• _Provided passage_
# Big Rim Fans, Unite



## Platinum200 (Aug 20, 2002)

Hey guys...
Just wanted to see who all runs 18-19" rims; and get a little background info like what brand they are, and what kinda low pro tires you liked... Pics would be grand, aswell...
I have Maxxim 187 18" rims w/ Yokohama Parada spec-2 215/35/18 tires.
I LOVE the tires. for one, they are awesome looking, secondly, they handle like a dream...
I have no suspension mods yet, and I need advice...
Lookin forward to replies... keep all the negative ones to yourself... or start a thread called "I cant afford big rims so I b*tch about how they slow you down and look rediculous"
peace


----------



## Shawn (Sep 18, 2002)

Platinum200 said:


> *Hey guys...
> I have no suspension mods yet
> *


 going off-roading?

i've only got 17's so i don't qualify for this thread


----------



## Platinum200 (Aug 20, 2002)

the key word is (YET)...
by December it will have Air Cylinders (2 switches) front/back
the guy told me side/side will wear the car out and brake stuff, so Im sticking to 2 switches


----------



## tcn311 (Jul 17, 2002)

i have 18's quantum tek s-10 with 215-35-18 toyo tires and i have stock suspension but im going to get ground control coilovers


----------



## Overlooked (Jul 10, 2002)

• _Data shown_
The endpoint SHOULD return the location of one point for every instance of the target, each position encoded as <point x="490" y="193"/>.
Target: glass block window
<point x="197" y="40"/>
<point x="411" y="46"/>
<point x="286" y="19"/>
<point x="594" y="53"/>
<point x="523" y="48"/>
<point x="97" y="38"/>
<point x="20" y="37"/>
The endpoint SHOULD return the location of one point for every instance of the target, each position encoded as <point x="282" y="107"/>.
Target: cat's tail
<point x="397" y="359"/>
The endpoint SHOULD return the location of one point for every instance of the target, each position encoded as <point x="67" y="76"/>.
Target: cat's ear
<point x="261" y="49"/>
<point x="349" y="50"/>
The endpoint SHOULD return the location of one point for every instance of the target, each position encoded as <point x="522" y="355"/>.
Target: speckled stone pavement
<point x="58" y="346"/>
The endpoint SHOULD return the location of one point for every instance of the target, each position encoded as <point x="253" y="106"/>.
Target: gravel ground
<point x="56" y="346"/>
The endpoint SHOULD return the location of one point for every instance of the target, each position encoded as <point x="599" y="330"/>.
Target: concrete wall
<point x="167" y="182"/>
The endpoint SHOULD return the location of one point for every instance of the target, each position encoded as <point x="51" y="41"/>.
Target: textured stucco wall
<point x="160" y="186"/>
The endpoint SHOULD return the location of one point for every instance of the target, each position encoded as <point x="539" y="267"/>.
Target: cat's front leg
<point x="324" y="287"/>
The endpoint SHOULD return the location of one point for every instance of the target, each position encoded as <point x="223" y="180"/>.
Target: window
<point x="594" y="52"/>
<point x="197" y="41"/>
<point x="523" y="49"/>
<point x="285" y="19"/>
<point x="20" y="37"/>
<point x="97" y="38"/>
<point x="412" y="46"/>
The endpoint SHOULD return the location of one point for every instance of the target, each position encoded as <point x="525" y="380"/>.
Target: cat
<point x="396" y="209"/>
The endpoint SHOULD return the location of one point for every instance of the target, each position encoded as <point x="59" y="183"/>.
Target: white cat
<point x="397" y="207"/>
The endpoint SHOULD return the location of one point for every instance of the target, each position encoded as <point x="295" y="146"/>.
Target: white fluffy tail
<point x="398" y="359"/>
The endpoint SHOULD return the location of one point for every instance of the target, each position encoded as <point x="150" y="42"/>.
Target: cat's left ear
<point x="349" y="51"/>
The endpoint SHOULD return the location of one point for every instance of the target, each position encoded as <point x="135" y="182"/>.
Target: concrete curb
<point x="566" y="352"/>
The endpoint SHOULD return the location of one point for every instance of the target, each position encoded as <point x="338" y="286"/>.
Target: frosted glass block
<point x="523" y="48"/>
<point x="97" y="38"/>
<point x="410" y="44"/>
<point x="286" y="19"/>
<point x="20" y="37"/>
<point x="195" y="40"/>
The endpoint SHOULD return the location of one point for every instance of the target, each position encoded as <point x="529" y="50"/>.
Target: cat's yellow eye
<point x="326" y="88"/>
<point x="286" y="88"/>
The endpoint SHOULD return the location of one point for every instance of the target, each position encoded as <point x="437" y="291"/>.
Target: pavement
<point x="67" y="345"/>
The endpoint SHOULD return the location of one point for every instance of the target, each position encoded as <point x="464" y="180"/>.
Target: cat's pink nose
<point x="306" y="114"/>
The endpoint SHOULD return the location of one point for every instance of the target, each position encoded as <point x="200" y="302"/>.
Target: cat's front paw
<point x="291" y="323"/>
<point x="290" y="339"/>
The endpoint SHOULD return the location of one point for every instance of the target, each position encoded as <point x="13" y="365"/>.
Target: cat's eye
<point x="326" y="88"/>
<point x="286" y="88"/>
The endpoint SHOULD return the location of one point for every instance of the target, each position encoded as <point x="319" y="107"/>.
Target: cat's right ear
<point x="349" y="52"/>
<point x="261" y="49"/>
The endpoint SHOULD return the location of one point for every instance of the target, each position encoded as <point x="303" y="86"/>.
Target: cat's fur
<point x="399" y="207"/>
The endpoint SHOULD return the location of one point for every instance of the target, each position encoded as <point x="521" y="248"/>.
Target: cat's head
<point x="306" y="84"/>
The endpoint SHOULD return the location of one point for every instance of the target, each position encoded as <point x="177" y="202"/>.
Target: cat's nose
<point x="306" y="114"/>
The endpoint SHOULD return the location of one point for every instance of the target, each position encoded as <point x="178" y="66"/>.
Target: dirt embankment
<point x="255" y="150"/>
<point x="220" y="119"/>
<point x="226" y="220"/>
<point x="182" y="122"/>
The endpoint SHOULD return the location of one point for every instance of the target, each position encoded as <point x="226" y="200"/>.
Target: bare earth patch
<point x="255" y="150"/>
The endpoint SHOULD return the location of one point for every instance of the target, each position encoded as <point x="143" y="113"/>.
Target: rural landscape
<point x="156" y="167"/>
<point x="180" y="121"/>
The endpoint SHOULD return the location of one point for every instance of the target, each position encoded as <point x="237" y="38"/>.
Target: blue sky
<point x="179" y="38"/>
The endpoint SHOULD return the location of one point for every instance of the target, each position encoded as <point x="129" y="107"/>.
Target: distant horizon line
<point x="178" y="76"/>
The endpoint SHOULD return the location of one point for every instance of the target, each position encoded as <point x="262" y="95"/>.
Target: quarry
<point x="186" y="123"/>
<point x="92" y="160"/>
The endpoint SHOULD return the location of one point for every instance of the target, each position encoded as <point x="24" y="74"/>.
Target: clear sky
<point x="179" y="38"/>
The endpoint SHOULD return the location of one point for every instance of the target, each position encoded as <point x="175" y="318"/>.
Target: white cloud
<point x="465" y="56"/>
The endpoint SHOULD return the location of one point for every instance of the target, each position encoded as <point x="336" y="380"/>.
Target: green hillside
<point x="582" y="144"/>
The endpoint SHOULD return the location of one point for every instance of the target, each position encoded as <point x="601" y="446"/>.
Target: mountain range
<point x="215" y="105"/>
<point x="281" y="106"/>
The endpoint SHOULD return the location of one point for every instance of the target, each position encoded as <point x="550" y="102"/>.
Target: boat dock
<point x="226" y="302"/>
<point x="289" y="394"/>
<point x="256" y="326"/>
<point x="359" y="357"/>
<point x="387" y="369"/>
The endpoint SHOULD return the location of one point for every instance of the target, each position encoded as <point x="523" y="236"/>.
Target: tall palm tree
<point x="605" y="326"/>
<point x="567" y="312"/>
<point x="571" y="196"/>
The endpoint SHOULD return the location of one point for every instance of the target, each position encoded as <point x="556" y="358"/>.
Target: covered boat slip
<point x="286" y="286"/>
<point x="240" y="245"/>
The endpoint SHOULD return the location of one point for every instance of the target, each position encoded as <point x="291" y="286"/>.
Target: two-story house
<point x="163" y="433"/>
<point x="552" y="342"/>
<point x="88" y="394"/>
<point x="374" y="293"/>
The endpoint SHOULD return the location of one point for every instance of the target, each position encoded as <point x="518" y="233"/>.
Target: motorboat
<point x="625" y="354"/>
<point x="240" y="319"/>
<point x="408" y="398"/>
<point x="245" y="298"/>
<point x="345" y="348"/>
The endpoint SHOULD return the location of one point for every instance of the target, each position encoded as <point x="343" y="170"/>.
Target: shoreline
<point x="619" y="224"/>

• _Your instructions_
Can you copy out, word for word, the part of the big-rim forum thread above from "# Big Rim Fans, Unite" to "be grand, aswell..."?

• _Solution for this task_
# Big Rim Fans, Unite



## Platinum200 (Aug 20, 2002)

Hey guys...
Just wanted to see who all runs 18-19" rims; and get a little background info like what brand they are, and what kinda low pro tires you liked... Pics would be grand, aswell...